**Brief**
Beneath this task are records; print exactly the stretch of them from the line with "Target: bare tree" through the line with "Each instance of the pasture", both ends included.

**Data excerpts**
━━━━━━━━━━━━━━━━
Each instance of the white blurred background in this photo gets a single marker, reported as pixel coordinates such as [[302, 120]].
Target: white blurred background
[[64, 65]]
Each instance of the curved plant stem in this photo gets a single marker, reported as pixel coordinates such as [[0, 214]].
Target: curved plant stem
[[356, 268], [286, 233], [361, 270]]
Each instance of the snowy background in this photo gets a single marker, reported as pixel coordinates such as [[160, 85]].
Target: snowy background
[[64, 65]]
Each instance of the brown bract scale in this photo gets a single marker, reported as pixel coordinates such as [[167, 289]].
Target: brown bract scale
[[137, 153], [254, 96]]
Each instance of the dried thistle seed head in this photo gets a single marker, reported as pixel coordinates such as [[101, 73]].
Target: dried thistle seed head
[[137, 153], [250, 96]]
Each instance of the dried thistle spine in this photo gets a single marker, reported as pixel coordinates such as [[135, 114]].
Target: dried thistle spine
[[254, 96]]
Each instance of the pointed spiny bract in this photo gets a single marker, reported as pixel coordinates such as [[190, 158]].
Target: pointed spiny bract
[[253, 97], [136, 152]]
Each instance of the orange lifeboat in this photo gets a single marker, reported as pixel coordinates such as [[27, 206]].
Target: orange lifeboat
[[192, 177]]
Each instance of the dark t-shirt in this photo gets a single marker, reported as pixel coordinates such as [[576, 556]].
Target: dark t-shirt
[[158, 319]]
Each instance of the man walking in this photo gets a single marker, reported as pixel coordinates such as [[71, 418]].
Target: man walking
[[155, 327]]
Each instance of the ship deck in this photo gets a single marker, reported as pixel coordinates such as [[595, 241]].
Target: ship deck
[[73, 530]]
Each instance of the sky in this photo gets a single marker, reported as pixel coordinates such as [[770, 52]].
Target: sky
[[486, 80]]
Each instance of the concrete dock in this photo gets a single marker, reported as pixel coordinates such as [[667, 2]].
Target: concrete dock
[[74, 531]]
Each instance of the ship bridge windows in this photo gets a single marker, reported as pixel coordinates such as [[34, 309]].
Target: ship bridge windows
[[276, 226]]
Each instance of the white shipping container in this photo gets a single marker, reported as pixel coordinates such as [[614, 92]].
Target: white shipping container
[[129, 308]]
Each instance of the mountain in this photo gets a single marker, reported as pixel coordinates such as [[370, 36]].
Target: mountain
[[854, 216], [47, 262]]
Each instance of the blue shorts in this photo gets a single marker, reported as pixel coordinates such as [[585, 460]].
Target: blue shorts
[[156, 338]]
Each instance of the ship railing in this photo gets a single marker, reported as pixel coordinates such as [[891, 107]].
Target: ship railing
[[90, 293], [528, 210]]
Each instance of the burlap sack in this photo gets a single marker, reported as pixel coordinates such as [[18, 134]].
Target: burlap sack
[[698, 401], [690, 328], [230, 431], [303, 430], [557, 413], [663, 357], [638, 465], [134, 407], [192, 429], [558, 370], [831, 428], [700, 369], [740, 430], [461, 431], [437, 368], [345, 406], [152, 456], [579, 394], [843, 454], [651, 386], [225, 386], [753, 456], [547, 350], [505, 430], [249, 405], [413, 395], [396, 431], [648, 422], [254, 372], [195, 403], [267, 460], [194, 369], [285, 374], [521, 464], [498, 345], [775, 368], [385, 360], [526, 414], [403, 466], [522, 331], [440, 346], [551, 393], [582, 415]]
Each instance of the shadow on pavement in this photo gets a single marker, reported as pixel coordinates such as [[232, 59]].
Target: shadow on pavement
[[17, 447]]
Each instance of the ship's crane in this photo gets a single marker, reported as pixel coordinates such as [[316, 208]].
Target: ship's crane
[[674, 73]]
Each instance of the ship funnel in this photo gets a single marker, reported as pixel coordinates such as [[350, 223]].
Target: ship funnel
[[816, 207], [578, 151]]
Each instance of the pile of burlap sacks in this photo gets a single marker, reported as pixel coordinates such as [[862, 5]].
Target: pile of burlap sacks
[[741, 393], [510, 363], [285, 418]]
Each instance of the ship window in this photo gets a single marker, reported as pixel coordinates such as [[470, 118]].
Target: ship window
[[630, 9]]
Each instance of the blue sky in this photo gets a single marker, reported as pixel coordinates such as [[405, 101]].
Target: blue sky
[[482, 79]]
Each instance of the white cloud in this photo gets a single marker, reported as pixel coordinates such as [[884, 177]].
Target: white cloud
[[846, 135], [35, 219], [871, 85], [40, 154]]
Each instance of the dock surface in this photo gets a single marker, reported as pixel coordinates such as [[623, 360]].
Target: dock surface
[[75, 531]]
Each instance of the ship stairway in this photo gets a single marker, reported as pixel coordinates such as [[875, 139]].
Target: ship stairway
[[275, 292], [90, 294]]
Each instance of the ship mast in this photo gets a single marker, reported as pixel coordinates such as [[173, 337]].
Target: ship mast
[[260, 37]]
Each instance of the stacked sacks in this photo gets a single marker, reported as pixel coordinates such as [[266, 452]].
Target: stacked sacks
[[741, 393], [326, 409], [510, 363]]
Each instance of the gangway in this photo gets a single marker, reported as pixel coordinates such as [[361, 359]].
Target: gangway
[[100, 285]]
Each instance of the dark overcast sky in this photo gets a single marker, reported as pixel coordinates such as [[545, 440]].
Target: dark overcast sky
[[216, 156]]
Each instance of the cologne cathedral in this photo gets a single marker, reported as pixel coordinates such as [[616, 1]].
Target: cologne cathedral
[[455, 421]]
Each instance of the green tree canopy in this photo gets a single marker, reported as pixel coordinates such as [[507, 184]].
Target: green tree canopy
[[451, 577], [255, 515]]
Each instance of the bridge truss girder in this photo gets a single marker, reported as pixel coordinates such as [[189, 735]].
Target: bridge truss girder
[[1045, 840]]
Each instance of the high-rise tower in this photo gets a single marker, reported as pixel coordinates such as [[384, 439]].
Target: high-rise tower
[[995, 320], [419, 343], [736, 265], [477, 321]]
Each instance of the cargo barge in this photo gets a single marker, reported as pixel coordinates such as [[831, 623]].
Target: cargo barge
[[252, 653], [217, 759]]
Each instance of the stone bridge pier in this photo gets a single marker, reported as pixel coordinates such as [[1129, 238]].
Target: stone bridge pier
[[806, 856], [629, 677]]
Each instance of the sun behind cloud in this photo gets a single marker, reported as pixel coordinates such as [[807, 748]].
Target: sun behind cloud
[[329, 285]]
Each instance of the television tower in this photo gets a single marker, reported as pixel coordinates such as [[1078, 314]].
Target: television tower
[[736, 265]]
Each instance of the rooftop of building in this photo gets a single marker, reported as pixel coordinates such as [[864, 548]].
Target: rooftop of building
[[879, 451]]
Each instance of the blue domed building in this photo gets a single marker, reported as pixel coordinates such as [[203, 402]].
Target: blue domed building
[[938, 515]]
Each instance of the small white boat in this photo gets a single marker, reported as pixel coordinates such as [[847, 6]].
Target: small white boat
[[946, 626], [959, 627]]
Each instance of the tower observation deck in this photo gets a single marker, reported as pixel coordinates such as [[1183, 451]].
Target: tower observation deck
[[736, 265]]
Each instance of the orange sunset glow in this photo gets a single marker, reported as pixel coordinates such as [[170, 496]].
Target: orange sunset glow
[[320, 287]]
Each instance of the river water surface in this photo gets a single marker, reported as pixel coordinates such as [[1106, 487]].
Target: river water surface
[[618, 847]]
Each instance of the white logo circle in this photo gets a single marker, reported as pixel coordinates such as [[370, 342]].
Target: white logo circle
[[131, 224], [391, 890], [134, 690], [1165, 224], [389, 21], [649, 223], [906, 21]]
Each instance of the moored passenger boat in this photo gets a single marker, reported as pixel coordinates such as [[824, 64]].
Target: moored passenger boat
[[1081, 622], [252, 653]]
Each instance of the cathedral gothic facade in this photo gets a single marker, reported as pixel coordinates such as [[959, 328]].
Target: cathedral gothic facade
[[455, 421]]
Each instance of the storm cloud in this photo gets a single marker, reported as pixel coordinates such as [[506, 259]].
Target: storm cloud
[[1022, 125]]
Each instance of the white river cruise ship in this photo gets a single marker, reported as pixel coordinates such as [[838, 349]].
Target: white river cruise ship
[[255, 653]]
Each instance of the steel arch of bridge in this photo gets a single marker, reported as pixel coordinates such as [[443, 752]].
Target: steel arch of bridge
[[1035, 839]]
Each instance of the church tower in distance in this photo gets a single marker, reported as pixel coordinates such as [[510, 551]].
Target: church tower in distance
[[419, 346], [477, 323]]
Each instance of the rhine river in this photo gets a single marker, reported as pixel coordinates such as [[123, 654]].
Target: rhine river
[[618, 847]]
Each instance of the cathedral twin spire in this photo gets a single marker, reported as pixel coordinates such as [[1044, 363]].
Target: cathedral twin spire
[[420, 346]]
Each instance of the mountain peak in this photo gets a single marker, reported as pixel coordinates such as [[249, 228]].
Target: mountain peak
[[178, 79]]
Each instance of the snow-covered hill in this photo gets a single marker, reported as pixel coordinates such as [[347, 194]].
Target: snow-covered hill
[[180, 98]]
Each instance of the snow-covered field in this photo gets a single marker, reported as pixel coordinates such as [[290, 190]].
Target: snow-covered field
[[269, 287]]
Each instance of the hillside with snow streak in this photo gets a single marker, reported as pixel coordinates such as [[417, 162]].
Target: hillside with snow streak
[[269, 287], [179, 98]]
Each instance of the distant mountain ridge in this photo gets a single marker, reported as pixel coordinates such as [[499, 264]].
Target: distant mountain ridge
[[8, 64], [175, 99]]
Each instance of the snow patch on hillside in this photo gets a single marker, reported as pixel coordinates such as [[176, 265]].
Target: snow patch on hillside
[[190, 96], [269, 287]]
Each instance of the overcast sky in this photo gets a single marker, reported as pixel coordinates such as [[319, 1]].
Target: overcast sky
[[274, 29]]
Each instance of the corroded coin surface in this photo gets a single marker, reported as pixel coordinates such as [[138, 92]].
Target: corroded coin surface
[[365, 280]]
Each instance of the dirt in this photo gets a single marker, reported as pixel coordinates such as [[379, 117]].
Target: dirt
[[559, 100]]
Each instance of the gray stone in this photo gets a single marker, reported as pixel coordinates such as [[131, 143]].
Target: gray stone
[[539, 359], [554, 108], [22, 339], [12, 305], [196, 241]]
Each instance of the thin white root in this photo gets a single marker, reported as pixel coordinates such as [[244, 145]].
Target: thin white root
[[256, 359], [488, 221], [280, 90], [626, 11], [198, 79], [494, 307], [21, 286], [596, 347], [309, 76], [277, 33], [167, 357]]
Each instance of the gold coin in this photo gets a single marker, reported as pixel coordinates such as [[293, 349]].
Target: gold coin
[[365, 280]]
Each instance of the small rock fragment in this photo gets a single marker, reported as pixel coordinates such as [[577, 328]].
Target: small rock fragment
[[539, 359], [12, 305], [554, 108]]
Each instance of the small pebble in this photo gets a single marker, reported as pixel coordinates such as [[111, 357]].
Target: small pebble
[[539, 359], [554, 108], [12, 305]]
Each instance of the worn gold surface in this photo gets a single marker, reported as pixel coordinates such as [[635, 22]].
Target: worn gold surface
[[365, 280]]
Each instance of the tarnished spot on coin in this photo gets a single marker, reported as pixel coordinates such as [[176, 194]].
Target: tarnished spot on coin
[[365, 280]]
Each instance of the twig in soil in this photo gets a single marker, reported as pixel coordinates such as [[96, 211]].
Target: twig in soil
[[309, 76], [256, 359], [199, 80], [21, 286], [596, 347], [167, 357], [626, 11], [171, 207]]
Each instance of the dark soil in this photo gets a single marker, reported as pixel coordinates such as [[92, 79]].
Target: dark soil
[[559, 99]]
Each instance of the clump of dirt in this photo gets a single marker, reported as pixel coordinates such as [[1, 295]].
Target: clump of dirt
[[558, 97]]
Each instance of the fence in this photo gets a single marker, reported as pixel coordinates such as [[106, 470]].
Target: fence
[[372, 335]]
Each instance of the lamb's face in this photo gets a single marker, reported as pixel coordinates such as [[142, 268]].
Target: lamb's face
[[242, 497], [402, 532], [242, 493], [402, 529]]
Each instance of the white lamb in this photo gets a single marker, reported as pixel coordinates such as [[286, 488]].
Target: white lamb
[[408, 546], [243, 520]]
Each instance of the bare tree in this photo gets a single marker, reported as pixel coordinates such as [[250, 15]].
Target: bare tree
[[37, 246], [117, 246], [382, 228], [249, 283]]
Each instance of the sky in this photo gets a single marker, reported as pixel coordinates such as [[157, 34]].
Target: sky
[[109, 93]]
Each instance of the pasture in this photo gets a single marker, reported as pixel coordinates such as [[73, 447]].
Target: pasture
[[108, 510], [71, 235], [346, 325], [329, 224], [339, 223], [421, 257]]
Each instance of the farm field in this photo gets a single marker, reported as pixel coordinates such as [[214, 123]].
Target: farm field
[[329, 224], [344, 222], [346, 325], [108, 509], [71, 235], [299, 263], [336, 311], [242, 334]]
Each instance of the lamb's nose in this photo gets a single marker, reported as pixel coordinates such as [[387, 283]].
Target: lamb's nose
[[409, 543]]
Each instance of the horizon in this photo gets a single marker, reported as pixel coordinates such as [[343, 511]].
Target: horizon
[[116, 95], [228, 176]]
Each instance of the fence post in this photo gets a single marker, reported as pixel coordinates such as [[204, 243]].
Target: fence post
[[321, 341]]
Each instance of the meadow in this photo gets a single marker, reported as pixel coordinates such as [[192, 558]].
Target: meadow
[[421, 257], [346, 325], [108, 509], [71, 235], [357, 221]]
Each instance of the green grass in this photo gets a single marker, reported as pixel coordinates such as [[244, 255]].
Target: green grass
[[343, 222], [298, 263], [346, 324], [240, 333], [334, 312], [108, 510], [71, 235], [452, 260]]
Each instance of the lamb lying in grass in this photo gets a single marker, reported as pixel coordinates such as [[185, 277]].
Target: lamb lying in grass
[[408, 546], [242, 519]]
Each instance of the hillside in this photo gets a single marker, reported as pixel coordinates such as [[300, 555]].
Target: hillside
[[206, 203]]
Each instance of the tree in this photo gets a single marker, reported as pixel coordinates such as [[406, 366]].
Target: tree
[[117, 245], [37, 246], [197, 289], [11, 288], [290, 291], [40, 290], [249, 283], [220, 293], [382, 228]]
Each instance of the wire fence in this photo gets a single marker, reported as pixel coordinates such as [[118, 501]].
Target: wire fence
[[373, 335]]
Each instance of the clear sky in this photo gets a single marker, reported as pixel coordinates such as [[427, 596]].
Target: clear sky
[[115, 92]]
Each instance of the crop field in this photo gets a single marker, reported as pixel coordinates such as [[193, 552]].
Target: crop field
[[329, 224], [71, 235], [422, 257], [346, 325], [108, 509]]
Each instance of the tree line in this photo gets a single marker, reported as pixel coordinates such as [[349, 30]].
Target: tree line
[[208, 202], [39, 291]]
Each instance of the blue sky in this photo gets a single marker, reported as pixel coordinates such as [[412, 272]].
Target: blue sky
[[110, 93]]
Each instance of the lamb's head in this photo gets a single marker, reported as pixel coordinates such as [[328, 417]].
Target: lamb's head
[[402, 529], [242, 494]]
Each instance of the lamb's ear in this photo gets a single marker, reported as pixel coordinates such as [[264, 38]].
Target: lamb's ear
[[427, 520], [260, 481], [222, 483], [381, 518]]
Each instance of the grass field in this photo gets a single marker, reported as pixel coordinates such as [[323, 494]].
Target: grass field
━━━━━━━━━━━━━━━━
**Result for this task**
Target: bare tree
[[37, 246], [117, 246], [382, 228], [249, 283]]
Each instance of the sky in this photo gets a single marker, reported as pixel coordinates such as [[157, 34]].
Target: sky
[[109, 93]]
Each instance of the pasture in this photo gets a single marker, reported as pixel coordinates such as [[73, 447]].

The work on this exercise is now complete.